Listed entries:

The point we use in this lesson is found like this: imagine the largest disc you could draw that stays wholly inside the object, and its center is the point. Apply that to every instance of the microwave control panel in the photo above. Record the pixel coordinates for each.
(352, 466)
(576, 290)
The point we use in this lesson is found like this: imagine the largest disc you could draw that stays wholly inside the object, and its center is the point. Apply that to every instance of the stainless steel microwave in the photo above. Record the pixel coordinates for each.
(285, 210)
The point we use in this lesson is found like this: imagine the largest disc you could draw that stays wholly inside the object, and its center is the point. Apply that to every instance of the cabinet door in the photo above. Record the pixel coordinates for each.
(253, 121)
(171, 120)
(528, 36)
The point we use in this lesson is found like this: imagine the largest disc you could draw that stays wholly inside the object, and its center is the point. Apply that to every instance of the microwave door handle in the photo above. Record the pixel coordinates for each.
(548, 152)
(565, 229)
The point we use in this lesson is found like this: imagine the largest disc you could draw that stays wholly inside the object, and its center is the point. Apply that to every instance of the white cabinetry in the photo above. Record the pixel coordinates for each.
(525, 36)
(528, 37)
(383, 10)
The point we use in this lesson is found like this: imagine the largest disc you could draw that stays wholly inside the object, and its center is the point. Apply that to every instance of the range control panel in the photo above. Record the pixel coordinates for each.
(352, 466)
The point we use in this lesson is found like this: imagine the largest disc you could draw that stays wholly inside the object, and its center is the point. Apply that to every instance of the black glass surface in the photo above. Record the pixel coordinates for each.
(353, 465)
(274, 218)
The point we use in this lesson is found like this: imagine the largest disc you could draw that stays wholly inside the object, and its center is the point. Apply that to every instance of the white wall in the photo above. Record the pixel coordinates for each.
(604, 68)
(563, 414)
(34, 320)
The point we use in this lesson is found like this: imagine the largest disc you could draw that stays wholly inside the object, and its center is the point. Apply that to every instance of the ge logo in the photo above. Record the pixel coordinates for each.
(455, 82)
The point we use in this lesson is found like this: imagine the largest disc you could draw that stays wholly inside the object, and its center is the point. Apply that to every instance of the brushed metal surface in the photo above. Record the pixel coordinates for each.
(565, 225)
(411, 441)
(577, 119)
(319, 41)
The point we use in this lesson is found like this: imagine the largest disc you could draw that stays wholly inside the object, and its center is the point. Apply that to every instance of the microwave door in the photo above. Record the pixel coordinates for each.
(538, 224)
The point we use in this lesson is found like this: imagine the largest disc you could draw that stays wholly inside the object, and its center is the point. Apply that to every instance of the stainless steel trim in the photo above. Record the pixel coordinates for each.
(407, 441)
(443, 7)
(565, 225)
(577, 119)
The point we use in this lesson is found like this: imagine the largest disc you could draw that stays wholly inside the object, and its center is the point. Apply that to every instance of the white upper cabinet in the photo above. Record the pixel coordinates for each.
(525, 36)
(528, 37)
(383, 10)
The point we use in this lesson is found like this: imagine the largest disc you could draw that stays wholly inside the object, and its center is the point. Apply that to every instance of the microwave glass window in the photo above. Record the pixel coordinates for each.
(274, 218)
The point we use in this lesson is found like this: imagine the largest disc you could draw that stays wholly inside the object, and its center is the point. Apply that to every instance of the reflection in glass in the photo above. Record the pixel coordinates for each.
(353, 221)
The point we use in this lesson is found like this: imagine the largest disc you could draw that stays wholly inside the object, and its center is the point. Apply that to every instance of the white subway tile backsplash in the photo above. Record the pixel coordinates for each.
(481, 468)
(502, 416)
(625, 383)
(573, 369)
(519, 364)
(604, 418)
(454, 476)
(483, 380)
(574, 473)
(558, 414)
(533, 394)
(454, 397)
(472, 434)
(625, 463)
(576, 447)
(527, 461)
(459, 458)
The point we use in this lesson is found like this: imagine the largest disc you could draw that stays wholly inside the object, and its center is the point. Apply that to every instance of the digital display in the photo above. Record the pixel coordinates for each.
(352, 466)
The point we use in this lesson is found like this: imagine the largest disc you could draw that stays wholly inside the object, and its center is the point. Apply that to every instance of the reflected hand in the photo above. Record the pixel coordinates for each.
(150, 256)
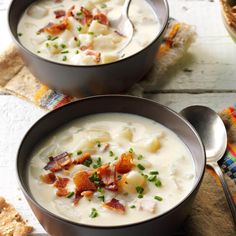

Your instructions: Give the data above again, exactly and completely. No pictures go in.

Answer to this task:
The point we use in this lesson is found like this: imagine the largest disc you could draw that stays wholly inside the object, and its center is the point. Apply that to every instance of the microwave control panel in the photo above. Record the pixel coordinates for each.
(352, 466)
(576, 290)
The point we use in this lesson is found like this: imagine the largest disc you could draw that stays wholly inside the object, and its center is the point. Apply that to every instance of the stainless steel microwave in the photo above. Record the pixel coordinates for each.
(285, 210)
The point we use in this lesson is found like this: imagine the largest disc you could draw that stays wholly inside the object, and its center is the point. Apply that to every instance of the cabinet door in the photo above. Record the pixel coordinates for each.
(253, 121)
(171, 120)
(528, 36)
The point we use in this lesson is found like this: imagine the largest disc you could draw that stays wholly inside the object, and its center is the point. Apply that to every instance of the microwave door handle in the photo above. Record the pixel coordinates for each.
(548, 152)
(565, 229)
The point we use in this lesson is found like this: imagine the largest disc you could draw that stays wholly inside the object, and its center is the point. Apply that to every instance of the white cabinetry in the photo above. Record the pixel coordinates for each.
(525, 36)
(528, 37)
(383, 10)
The point we use in this lesson is found like this: imagine the largest disc you could draw that stays wholly inside the object, and its center is the point. Apply that to every instance of the range control panel in the photo above. Record the pixel coordinates for each.
(352, 466)
The point we use in this lesson is found like this: imagine the largest disc you could draw that stays wholly inside the object, and its center is the point. Apply that to every instance of the black glass surface in the photo above. Record the pixel coordinates for each.
(353, 465)
(274, 218)
The point we use in this lesson is found like this: imagine the largest disc you could draw that stays wholly inside the object, and its center is the point. Apply that to every instance of the white wall in the photo above. Record the pixel coordinates for each.
(604, 68)
(563, 414)
(34, 320)
The point we use in this lesson is found like this: imagine the largest disc you could draw that stays wholly inside the object, and its center is the point. Apply that to every instance of the ge logo in the photo above. Record the pixel coordinates for each.
(455, 82)
The point we use in this lesson is found like this: imagine the largest disc you could draw that stays wholly inside the object, and its center is the point. Apply that to every instance of the brushed metal surface in the photo above. Record the pixel coordinates for each.
(565, 225)
(411, 441)
(577, 119)
(319, 41)
The point we use in this lesson is found like this: imagine the largest disc you could draw that stays wholly inside the object, and its center is the point. Apply that to every instance of the microwave door in the photo above. Record the pixel coordinates for each.
(538, 224)
The point we use in this lesson is found like this: imagine the largest disc you could draw that stays wholly inside the object, and its center is the point. Apply that to every instance of the stainless steel trim in the photo above. Record the pixel coordinates for each.
(407, 441)
(443, 7)
(565, 225)
(577, 119)
The point we use in this lesson is found like this: imagine the largest disc you could draw that stays wholly inside the object, and its center is the point. Apply that to every instance of the white upper cabinet in the photo above. Record the pixel coordinates for each.
(525, 36)
(528, 37)
(383, 10)
The point we use in this lesson is found like this: imagine the largest disc you could draw that stays wholly inside the object, and its center is the point. Apply that to every instance of the microwave glass window in the photo above. Record the pixel coordinates for each.
(274, 218)
The point we use in this lesson is found like this: imagine the largest disc you could draw that stays wholly inside the object, and its center is the point. Apply that to every instance of the reflection in glass in the photo above. Record the pixel coordinates for each.
(353, 221)
The point we use in this lesson is found like this: imagine the largest disc you could draw that stays wholly inside the object, and its center is the point. Apply that to every instance of the white subway tile backsplash in the photo above. Record the pixel coordinates for each.
(481, 468)
(502, 416)
(625, 383)
(573, 369)
(519, 364)
(604, 418)
(454, 476)
(483, 380)
(574, 473)
(558, 414)
(533, 394)
(454, 397)
(472, 434)
(625, 463)
(576, 447)
(527, 461)
(459, 458)
The point we use in this lesson is found like this: imagine the largest disc you could draw that stays wholly inside the object, and its center is the point. Apply that to every instance of the digital display in the photo above. Record the pixel coordinates for each.
(352, 466)
The point we use in this lesson is found like this: imagine the largest disc you could draw that stays wholly inside the object, and its center is the point. Apply that to every instance of the reflected hand in the photo above. Record the pixel coordinates for each.
(150, 256)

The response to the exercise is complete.